╭─ Raw records

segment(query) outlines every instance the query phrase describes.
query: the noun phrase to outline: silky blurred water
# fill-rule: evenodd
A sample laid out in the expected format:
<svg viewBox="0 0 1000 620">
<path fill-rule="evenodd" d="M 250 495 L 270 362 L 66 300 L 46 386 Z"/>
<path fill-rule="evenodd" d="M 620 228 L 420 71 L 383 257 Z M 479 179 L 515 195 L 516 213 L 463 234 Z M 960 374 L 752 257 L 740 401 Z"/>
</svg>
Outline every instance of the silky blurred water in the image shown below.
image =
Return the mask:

╰─
╭─ Raw records

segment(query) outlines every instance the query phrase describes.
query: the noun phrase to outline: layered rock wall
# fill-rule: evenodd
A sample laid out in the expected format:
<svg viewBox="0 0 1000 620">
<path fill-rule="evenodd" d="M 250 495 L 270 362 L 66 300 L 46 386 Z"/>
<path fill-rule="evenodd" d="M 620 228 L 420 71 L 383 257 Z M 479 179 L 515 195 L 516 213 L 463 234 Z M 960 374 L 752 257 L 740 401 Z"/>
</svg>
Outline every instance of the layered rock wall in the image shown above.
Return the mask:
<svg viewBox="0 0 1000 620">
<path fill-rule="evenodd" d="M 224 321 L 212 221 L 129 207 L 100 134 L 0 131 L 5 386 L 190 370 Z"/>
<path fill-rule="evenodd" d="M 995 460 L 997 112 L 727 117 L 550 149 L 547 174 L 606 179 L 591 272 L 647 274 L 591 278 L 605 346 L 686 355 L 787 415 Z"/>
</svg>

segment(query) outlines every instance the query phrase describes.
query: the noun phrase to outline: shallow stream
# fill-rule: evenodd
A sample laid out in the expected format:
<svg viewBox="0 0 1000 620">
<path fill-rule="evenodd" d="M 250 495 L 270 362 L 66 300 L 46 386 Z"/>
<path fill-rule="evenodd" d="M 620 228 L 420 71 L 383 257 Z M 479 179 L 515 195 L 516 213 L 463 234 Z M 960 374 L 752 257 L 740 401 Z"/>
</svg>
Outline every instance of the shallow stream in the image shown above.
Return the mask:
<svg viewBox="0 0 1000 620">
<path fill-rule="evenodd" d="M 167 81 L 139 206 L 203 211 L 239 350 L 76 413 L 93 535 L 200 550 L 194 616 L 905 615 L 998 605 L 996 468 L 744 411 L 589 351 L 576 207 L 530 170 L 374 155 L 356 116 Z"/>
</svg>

╰─

Exercise brief |
Report each line above that contains the word "blurred", copying every such line in full.

Correct response |
query: the noun phrase to outline: silky blurred water
Outline every instance of the silky blurred water in the image shown below.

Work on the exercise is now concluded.